▶ _PASSAGE DU TEXTE_:

Mais pour d’autres voix, le problème n’est pas seulement là. « Aujourd’hui, les synergies se créent aussi au contact de la rue. On a été plusieurs millions à accepter les règles du jeu pendant deux mois, mais sans grande surprise nous n’avons pas été écouté.e.s. La massification reste nécessaire évidemment, néanmoins face à un pouvoir qui ne veut rien entendre il serait peut-être temps de ne plus retenir nos coups. C’est aussi ce que demande expressément la population, ne pas se contenter du défilé convenu d’un point A à un point B » estime par exemple Noëlle Ledeur, de SUD/Solidaires. Avec la FSU et FO, ces trois centrales ont été de toutes les opérations percutantes : blocage des Ateliers Municipaux, entrave des accès du dépôt Ginko bus, occupation du rond-point des Mercureaux…
Un procédé hors des sentiers battu qui pourrait coûter cher judiciairement, l’exigence de répression s’étant déjà abattue concernant de simples tagueurs de pochoirs et un ouvreur de publicités. « Un aveux d’échec qui va surtout emmerder les petites gens », taclent également des « camarades » plus modéré.e.s. « Malgré ces divergences parfois pesantes, l’unité demeure et c’est ça le plus important. Car c’est comme cela qu’on va gagner, dans la diversité mais ensemble » rassure Florian Cholley, secrétaire de l’UL-CGT de Besançon. Une certaine « radicalisation » n’en demeure pas moins palpable ces dernières semaines, souvent au-delà du consensus « institutionnel » instauré jusqu’alors. À la dernière date du 15 mars, jeunes, étudiant.e.s et autonomes étaient ainsi en tête de cortège.

▶ _Enregistrements extraits_:
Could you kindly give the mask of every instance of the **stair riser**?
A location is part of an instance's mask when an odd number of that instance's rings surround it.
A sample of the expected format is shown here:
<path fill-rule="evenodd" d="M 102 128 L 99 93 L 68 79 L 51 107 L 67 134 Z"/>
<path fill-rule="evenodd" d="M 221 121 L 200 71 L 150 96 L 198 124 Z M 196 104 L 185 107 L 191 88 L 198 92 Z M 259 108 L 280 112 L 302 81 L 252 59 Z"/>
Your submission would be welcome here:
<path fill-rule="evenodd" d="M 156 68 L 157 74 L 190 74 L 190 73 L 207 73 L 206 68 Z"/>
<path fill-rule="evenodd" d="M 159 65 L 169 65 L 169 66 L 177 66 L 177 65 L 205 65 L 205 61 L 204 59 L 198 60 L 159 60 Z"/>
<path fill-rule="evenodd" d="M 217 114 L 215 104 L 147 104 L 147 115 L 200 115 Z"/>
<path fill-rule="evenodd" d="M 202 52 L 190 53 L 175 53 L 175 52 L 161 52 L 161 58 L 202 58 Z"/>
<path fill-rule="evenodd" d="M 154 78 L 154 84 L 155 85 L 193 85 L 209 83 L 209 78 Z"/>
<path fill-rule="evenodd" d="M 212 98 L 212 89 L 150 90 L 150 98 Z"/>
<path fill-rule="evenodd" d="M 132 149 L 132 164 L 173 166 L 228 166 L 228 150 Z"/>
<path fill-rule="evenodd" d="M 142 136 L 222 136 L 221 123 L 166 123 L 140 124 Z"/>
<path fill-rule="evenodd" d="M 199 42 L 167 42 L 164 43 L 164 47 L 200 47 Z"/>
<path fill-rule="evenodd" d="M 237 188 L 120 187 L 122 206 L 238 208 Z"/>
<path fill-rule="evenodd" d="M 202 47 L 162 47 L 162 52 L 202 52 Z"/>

▶ _TÂCHES À FAIRE_:
**a)** Dans le texte sur la mobilisation syndicale à Besançon, relevez toutes les opérations percutantes auxquelles ont pris part les centrales syndicales.
**b)** Prolongez le texte sur la mobilisation syndicale à Besançon en reprenant juste après sa dernière phrase.

▶ _PROBLÈMES RÉSOLUS_:
**a)**
- Blocage des Ateliers Municipaux
- Entrave des accès du dépôt Ginko bus
- Occupation du rond-point des Mercureaux

**b)**
Une portion rouge et noire visible, intersectionnelle, antifasciste, qui n’a pas peur de puiser dans les thèses révolutionnaires et libertaires. « La volonté de changement ne se limite plus à la simple question des retraites ou de la vie universitaire, à mon sens il y a un parfum inédit entre nuit debout et les gilets jaunes. Les activités, cours alternatifs et assemblées générales à l’amphithéâtre Donzelot sont ainsi une formidable expérience sociale et politique. Le message d’accueil à l’UFR-SLHS en est un parfait résumé, il proclame « le monde d’après c’est maintenant » » analyse un professeur qui se réclame d’une gauche autogestionnaire. Le site Megevand de la faculté de Lettres est d’ailleurs investi depuis le 7 mars, inspirant les sites de Canot et de la Bouloie, le lycée Louis Pasteur, et même l’ISBA.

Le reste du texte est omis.